By integrating topography, wavefront aberrometry, and pupillometry in one instrument and centering the results on the optical axis, we can assess the actual physiological alignment of the optical elements in the eye, locate aberrations (low or high order) in the optical pathway, and understand the effects of pupil size on the optical performance of the system. With this greater understanding, we can quickly determine who would benefit from which type of lenses during the diagnostic examination, and then quickly assess the performance of the lenses we choose during the contact lens evaluation.
Note: If you have specific questions on how to perform these functions with your topographer or wavefront device, please contact the device manufacturer for assistance.

Parts of the exercise:
(1) Decide whether each statement agrees with the passage on integrated eye instruments. Answer yes or no for each and quote the deciding words. (a) The one instrument combines topography, wavefront aberrometry, and pupillometry. (b) The results are centered on the center of the pupil. (c) Readers with specific questions about their device are told to contact its manufacturer.
(2) Translate this sentence from the passage on integrated eye instruments into Spanish: "Note: If you have specific questions on how to perform these functions with your topographer or wavefront device, please contact the device manufacturer for assistance."
(3) Pick up the passage on integrated eye instruments after its last sentence and continue it.

Dataset entries:
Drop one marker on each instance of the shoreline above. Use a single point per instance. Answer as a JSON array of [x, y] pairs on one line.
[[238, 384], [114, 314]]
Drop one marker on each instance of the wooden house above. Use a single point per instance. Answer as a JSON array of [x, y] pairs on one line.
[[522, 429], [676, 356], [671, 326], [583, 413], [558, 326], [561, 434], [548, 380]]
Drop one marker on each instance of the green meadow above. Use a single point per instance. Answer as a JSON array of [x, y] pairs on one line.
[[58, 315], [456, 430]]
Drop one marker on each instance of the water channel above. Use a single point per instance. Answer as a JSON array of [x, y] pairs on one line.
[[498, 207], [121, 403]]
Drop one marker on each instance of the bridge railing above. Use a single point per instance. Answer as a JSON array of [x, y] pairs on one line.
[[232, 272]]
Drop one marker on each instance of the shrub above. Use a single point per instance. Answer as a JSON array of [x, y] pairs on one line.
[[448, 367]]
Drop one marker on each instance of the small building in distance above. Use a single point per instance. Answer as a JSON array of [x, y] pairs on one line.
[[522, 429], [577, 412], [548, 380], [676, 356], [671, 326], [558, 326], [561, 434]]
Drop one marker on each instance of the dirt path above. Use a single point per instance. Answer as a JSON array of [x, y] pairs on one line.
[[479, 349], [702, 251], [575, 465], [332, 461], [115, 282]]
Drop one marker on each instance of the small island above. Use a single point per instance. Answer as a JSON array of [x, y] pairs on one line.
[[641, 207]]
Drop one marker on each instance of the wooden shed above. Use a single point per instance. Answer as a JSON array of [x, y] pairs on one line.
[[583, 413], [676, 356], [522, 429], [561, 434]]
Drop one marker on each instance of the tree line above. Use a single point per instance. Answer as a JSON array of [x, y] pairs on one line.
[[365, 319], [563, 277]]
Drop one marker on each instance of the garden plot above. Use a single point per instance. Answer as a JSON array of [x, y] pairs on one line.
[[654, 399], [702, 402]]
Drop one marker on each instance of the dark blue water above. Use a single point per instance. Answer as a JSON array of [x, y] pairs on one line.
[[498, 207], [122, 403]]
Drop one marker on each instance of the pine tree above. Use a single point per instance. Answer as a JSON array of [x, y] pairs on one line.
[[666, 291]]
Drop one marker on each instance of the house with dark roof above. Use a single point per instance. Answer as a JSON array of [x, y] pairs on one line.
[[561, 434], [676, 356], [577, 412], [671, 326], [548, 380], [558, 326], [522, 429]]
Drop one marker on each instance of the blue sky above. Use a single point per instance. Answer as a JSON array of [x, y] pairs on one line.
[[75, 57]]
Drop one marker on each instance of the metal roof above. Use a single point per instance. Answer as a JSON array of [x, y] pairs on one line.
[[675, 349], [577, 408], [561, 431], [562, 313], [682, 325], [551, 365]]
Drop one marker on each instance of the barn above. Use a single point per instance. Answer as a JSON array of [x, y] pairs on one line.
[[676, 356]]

Answers provided:
(1)
(a) Yes: "integrating topography, wavefront aberrometry, and pupillometry in one instrument"
(b) No: "centering the results on the optical axis"
(c) Yes: "please contact the device manufacturer for assistance"

(2) Nota: Si tiene preguntas específicas sobre cómo realizar estas funciones con su topógrafo o su dispositivo de frente de onda, comuníquese con el fabricante del dispositivo para obtener ayuda.

(3)
Method #3: Clinical Intuition
If you don’t have a topographer or wavefront device in your office, the first step to identifying a potential misalignment is to assess the patient’s chief visual complaints in his or her current multifocal lens design. Complaints associated with a multifocal misalignment include:
- Poor near vision in a near-center lens design
- Poor distance vision in a distance-center lens design
- 3-D or doubled vision
- Head tilt or turn improves vision
- Changing gaze direction improves vision
Once you have identified the symptoms, the next steps are to rule out any other underlying causes of poor vision. If all of the considerations below are ruled out, contact the SpecialEyes consultation department for assistance in ordering a multifocal design with offset optics.
- First, make sure the lenses provide an optimal fit and good comfort.
- Next, make sure you have a solid refraction at distance and near and have incorporated those powers into the lens design.
- Finally, evaluate your patient’s pupil size in regular room illumination. If the patient has smaller- or larger-than-average pupils, you may want to consider starting with one of our pupil-optimized designs without OptiSync™ Technology first.
1 Lampa, Matthew; Kelvin So; et al. “Assessing Soft Multifocal Contact Lens Centration With the Aid of Corneal Topography.” Poster presented at the Global Specialty Lens Symposium; 2013.
2 SpecialEyes, LLC. Compiled from internal data; 2016–2018. Data on file.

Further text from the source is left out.